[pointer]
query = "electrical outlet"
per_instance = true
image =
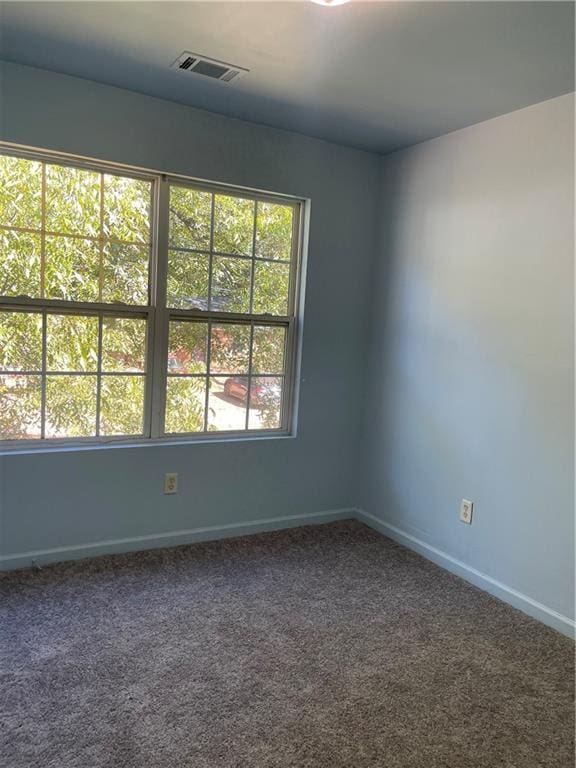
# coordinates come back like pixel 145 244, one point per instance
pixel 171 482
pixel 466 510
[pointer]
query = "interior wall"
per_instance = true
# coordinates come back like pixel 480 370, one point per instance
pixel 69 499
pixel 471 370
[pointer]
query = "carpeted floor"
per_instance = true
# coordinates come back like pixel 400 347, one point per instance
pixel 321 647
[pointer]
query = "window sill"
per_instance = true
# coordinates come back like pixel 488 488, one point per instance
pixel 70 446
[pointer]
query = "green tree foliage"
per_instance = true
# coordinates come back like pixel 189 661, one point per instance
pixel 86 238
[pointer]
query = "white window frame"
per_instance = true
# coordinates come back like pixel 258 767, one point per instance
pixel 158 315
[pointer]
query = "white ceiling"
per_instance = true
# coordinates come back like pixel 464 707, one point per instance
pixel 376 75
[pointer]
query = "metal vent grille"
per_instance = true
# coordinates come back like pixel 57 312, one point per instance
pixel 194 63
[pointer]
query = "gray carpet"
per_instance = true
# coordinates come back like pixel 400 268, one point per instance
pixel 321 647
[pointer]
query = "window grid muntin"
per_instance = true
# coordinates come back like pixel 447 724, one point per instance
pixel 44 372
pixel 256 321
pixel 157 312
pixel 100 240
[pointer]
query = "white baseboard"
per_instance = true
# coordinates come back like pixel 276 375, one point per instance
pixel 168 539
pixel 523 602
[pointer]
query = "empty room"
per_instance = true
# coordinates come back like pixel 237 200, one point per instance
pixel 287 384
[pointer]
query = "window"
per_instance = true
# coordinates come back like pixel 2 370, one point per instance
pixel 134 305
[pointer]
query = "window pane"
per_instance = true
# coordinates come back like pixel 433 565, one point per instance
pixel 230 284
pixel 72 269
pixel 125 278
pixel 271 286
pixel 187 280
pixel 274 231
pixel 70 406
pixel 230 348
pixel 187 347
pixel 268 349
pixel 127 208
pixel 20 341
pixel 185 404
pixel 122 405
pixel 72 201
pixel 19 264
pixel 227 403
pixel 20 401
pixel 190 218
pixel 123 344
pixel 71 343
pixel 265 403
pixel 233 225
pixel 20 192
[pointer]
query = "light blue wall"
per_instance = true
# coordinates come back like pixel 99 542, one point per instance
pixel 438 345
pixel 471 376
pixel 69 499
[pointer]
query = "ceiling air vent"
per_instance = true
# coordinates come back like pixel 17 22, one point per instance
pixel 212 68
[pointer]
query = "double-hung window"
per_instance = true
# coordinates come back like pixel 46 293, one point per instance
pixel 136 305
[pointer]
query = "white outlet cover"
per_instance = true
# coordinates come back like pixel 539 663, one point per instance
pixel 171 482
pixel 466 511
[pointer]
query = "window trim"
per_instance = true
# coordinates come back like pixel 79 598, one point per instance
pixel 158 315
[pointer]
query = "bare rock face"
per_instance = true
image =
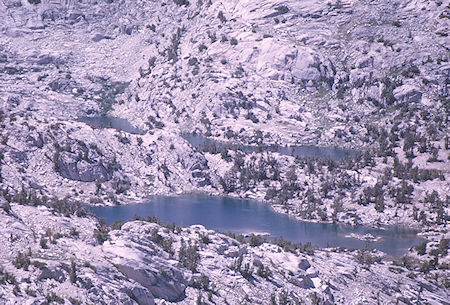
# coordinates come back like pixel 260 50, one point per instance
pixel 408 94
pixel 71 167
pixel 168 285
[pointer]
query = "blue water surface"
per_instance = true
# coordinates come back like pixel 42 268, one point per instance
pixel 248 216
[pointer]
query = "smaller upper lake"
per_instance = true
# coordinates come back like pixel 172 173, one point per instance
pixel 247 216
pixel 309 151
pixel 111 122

§ Instructions to follow
Change every "query" in the rows above to "label" and write out all the rows again with nothing else altered, omitting the pictures.

§ Written answer
[pointer]
label = "electrical outlet"
per_instance = true
image =
# coordinates come back like pixel 145 244, one point per instance
pixel 171 482
pixel 466 510
[pointer]
label = "interior wall"
per_instance = true
# coordinates come back like pixel 480 370, one point per instance
pixel 69 499
pixel 471 370
[pointer]
label = "carpeted floor"
per_instance = true
# coordinates come back like pixel 400 347, one point per instance
pixel 321 647
[pointer]
label = "window sill"
per_instance = true
# coordinates come back like pixel 488 488, one point per instance
pixel 70 446
[pointer]
label = "green tree foliage"
per_instance = true
# coordinates come back like pixel 189 661, one point per instance
pixel 86 238
[pointer]
label = "white window frame"
per_instance = true
# coordinates come back like pixel 258 767, one point per instance
pixel 158 315
[pointer]
label = "white ceiling"
per_instance = true
# coordinates come back like pixel 464 707, one point per instance
pixel 376 75
[pointer]
label = "metal vent grille"
per_instance = true
# coordinates come back like pixel 57 312, one point per instance
pixel 194 63
[pointer]
label = "gray carpet"
per_instance = true
# coordinates come back like pixel 400 268, one point per instance
pixel 321 647
[pointer]
label = "window grid muntin"
per_instance = true
# coordinates come back like pixel 447 724, one point per instance
pixel 44 372
pixel 256 321
pixel 157 312
pixel 100 240
[pointer]
label = "white baseboard"
per_instance = true
# coordinates come back like pixel 276 375, one point per instance
pixel 168 539
pixel 523 602
[pointer]
label = "empty room"
per_instance = true
# coordinates come back like pixel 237 200, one point per instance
pixel 287 384
[pointer]
label = "window"
per_instance = true
# coordinates come back like pixel 2 370, one point per instance
pixel 134 305
[pointer]
label = "window pane"
per_instance = true
# coordinates come back like pixel 433 565, one point per instance
pixel 230 284
pixel 72 269
pixel 125 278
pixel 271 286
pixel 187 280
pixel 274 231
pixel 70 406
pixel 230 348
pixel 187 347
pixel 268 349
pixel 127 208
pixel 20 341
pixel 185 404
pixel 122 405
pixel 72 201
pixel 19 264
pixel 227 403
pixel 20 401
pixel 190 218
pixel 123 344
pixel 71 343
pixel 265 403
pixel 233 225
pixel 20 192
[pointer]
label = "light blue wall"
per_instance = true
# coordinates come back like pixel 99 542, one point per instance
pixel 438 345
pixel 471 376
pixel 69 499
[pointer]
label = "ceiling air vent"
per_instance = true
# coordinates come back like pixel 17 22, one point per instance
pixel 212 68
[pointer]
label = "double-hung window"
per_instance = true
# coordinates come back like pixel 46 293, one point per instance
pixel 136 305
[pointer]
label = "white outlet cover"
per_instance = true
# coordinates come back like pixel 539 663, one point per instance
pixel 171 482
pixel 466 511
[pointer]
label = "window trim"
per_instance = true
# coordinates come back like pixel 79 598, one point per instance
pixel 158 315
[pointer]
label = "bare rock face"
per_instance = true
image =
# coordinates come back like pixel 260 50, one point per instance
pixel 408 94
pixel 71 167
pixel 168 285
[pointer]
label = "blue water surface"
per_instance = true
# coordinates come back like pixel 42 268, one point per instance
pixel 248 216
[pointer]
label = "smaller upper lake"
per_instance = true
# coordinates come back like pixel 172 173, one point per instance
pixel 247 216
pixel 309 151
pixel 111 122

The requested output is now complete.